> [What is asked] Copy the stretch of the entries below from the very first line through the line containing "point(84, 42)", keeping every line unchanged.

> [Recorded information]
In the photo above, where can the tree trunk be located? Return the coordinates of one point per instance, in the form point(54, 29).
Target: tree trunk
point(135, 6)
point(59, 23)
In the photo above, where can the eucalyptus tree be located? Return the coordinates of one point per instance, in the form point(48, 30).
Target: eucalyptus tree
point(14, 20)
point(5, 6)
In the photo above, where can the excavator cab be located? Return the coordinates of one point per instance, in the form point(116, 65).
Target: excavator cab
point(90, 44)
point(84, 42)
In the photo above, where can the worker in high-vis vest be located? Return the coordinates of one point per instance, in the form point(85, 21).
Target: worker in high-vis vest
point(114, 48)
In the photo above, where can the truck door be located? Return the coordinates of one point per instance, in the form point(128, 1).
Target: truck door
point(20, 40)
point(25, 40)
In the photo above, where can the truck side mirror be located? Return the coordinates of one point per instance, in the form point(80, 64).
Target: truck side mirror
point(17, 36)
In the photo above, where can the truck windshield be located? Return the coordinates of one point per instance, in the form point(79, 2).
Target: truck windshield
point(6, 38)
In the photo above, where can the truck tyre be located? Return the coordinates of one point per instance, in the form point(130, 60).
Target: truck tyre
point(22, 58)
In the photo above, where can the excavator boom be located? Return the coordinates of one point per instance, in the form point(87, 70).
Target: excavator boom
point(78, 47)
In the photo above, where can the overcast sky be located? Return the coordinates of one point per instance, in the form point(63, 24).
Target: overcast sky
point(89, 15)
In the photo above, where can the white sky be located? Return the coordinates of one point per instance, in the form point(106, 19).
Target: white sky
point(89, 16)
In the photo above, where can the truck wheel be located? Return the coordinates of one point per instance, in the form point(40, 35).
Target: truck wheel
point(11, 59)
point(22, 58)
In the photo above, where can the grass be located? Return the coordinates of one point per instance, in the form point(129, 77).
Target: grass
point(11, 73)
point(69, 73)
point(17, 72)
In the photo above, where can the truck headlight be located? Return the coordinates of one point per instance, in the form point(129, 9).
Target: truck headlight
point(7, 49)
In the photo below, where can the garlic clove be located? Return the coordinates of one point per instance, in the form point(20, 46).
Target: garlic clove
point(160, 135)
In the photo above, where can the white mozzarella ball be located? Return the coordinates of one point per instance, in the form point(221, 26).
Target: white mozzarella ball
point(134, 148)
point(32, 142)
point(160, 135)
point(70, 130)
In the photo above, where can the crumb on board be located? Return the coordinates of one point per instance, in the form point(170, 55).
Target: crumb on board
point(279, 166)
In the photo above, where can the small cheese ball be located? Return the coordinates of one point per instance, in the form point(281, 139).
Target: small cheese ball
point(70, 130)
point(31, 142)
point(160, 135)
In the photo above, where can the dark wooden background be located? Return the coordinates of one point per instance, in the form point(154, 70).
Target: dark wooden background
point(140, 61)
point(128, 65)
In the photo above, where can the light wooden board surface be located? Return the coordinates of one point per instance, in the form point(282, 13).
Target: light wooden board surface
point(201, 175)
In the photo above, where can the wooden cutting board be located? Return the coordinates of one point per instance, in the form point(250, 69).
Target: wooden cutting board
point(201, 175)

> [Exercise solution]
In the photo above, where can the tree trunk be located? Return the coordinates of one point per instance, in the form point(54, 29).
Target: tree trunk
point(135, 6)
point(59, 23)
In the photo above, where can the eucalyptus tree be located? Return the coordinates of one point per instance, in the form point(48, 30).
Target: eucalyptus tree
point(14, 20)
point(5, 6)
In the photo above, where can the excavator cab be located? Return the coordinates of one point per instance, in the form point(116, 65).
Target: excavator cab
point(90, 44)
point(84, 42)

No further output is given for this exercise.